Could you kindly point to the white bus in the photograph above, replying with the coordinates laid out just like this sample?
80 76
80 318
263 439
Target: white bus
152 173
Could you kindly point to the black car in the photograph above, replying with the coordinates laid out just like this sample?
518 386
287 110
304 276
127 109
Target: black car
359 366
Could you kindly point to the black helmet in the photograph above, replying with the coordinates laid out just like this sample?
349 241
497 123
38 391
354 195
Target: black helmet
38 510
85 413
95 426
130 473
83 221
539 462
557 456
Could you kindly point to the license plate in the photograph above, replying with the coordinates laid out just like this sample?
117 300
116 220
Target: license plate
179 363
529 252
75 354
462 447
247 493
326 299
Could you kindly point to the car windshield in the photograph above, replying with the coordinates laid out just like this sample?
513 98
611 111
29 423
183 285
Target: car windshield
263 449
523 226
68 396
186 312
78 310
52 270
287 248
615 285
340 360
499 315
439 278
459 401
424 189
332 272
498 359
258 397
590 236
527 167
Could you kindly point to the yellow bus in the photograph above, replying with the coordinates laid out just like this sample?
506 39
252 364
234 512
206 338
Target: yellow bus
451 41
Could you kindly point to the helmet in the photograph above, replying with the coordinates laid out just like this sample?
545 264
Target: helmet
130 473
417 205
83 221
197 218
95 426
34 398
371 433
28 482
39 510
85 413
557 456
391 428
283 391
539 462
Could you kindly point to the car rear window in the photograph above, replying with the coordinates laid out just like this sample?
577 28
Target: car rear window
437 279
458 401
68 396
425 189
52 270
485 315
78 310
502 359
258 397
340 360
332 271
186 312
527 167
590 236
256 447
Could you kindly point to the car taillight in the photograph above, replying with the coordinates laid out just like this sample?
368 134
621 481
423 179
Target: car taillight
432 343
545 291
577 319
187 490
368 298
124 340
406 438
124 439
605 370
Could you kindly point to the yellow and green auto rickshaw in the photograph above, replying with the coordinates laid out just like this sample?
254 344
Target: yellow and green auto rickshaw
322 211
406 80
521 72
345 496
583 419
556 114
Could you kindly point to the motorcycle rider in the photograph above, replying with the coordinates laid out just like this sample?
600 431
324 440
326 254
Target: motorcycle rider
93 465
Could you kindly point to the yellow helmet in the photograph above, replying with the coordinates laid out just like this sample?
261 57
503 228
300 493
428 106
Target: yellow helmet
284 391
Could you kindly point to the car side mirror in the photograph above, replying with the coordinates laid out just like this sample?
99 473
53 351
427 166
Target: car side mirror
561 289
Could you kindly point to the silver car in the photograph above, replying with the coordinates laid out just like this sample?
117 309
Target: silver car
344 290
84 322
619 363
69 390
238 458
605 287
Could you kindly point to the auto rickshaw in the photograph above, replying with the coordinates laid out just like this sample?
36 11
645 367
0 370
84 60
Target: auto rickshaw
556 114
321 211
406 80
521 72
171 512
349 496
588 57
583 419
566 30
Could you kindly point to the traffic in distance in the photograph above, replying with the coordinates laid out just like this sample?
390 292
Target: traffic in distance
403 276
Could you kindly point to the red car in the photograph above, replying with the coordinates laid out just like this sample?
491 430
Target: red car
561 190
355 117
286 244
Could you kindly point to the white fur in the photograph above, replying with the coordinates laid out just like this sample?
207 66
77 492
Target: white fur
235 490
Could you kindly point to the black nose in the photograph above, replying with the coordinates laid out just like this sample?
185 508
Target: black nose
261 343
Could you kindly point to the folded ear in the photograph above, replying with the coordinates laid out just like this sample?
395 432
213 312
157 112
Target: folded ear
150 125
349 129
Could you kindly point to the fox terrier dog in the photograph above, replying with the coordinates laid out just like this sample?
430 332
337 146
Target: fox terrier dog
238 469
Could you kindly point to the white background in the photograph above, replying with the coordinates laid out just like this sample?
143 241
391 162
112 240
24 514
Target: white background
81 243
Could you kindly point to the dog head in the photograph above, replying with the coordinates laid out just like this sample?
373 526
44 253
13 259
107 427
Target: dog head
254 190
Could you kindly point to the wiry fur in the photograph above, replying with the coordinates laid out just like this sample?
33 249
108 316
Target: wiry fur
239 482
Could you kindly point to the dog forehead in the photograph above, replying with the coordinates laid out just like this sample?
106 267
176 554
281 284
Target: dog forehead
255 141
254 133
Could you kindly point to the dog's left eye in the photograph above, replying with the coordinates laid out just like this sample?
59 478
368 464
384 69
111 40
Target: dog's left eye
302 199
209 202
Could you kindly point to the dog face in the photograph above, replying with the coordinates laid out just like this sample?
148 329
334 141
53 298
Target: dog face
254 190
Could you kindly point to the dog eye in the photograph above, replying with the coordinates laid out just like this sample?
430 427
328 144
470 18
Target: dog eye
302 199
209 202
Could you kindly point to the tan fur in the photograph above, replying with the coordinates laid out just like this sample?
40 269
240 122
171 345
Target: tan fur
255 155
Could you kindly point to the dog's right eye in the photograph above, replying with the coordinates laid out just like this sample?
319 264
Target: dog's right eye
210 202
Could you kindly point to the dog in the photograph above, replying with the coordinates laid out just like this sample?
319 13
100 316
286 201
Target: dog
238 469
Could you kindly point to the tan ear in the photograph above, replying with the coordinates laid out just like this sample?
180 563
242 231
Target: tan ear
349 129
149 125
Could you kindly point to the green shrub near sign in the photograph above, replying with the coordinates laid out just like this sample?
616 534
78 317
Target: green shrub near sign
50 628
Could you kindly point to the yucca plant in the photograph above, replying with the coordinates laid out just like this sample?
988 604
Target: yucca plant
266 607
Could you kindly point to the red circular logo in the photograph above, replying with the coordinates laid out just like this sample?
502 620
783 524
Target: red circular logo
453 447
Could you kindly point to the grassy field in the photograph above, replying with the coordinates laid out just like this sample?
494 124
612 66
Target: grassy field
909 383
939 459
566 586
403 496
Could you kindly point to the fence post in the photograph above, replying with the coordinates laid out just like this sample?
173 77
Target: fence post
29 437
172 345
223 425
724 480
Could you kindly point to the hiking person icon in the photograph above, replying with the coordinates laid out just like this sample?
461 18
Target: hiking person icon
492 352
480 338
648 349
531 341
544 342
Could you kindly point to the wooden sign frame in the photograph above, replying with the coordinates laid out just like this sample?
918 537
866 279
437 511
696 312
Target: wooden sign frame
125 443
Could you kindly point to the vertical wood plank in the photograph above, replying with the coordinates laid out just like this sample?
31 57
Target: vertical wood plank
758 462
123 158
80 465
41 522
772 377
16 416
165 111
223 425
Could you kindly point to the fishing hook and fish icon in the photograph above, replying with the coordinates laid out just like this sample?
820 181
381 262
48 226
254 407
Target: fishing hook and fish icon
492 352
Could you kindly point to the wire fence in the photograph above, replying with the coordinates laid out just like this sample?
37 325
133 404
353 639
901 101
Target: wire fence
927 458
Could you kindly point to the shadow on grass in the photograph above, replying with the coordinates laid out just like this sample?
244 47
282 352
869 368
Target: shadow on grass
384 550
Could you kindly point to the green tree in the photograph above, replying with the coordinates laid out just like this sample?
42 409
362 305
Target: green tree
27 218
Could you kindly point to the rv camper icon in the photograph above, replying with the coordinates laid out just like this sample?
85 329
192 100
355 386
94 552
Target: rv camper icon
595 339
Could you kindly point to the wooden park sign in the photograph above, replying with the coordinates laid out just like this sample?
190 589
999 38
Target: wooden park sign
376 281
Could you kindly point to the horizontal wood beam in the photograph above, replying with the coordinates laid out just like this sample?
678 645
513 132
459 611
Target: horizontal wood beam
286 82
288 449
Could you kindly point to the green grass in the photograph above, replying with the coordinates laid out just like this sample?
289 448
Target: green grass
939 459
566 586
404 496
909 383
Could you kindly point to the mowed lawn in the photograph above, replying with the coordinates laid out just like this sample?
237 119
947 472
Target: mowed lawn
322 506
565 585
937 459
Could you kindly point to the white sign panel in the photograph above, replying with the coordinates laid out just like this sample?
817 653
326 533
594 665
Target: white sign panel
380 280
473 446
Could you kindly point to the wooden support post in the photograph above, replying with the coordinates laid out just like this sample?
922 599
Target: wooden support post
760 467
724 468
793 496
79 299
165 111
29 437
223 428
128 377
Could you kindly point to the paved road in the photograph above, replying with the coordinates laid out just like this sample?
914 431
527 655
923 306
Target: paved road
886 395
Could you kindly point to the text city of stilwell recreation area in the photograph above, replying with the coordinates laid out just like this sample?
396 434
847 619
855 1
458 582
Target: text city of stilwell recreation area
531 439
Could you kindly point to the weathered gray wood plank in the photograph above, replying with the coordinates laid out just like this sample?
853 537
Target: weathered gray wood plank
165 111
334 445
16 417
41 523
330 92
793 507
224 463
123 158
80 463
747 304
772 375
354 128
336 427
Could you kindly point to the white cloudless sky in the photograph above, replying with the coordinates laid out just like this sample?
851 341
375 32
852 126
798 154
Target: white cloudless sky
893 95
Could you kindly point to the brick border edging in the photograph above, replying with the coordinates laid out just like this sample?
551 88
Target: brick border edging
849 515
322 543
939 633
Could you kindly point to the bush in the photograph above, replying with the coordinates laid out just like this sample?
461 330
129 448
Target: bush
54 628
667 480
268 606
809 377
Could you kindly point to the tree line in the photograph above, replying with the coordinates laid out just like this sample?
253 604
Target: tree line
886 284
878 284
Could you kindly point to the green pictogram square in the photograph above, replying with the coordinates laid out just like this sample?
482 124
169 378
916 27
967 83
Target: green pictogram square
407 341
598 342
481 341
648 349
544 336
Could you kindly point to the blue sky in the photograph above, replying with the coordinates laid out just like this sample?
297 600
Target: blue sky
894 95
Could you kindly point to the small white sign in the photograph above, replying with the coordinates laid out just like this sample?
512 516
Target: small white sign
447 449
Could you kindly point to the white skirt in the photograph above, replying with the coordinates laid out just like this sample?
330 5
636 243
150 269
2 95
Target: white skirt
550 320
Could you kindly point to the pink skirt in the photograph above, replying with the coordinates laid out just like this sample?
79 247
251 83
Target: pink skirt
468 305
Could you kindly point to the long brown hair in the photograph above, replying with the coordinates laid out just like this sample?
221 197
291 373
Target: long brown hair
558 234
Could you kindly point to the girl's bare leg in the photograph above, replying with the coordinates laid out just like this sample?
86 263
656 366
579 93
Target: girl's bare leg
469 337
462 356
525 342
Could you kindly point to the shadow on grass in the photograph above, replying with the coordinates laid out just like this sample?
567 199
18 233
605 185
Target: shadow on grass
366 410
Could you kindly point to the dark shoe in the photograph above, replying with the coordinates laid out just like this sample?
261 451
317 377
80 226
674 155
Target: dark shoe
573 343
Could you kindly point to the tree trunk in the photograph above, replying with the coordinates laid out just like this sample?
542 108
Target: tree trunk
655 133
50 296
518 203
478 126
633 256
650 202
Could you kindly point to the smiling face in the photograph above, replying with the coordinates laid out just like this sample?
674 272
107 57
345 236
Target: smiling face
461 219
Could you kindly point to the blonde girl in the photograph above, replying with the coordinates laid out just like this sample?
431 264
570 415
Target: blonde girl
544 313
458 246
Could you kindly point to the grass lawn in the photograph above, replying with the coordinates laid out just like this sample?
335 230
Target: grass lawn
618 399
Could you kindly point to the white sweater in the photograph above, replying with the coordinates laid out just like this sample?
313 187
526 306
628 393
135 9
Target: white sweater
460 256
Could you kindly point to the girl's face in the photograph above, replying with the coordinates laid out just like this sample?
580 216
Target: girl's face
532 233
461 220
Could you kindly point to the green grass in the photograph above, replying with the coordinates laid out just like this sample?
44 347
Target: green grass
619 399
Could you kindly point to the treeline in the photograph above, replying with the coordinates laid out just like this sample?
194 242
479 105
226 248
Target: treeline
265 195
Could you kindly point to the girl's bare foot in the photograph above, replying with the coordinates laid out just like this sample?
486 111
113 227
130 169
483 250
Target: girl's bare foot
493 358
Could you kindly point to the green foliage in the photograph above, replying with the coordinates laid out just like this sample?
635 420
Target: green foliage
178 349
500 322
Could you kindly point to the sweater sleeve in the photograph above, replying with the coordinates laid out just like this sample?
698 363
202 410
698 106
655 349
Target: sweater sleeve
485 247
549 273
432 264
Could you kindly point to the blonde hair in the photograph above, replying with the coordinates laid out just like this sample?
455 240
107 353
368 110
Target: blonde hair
◆ ◆ ◆
Set problem
Take the line holding "Could you kindly point to the treeline" and all lines after it through the end of the data, and set them down exactly.

Solution
Could you kindly point to the treeline in the photograph above, replying with the coordinates laid out just like this sample?
194 242
479 105
226 248
Target: treeline
265 195
Could you kindly point to the girl's bare foot in the photograph above, replying with the coordinates laid out just like this sample?
486 111
113 227
130 169
483 250
Target: girl's bare foot
493 358
Could you kindly point to the green foliage in the photograph above, replying with the coordinates laid out just like this sample?
635 420
Target: green foliage
178 349
500 322
Could you kindly point to the sweater sleeve in the photograph above, replying with the coordinates laid out just like this sample?
698 363
202 410
698 106
655 349
Target: sweater sleeve
485 247
549 273
432 264
Could you kindly point to the blonde hair in the photograph above, replying with the coordinates laid out just like this sample?
455 240
107 353
368 110
Target: blonde hair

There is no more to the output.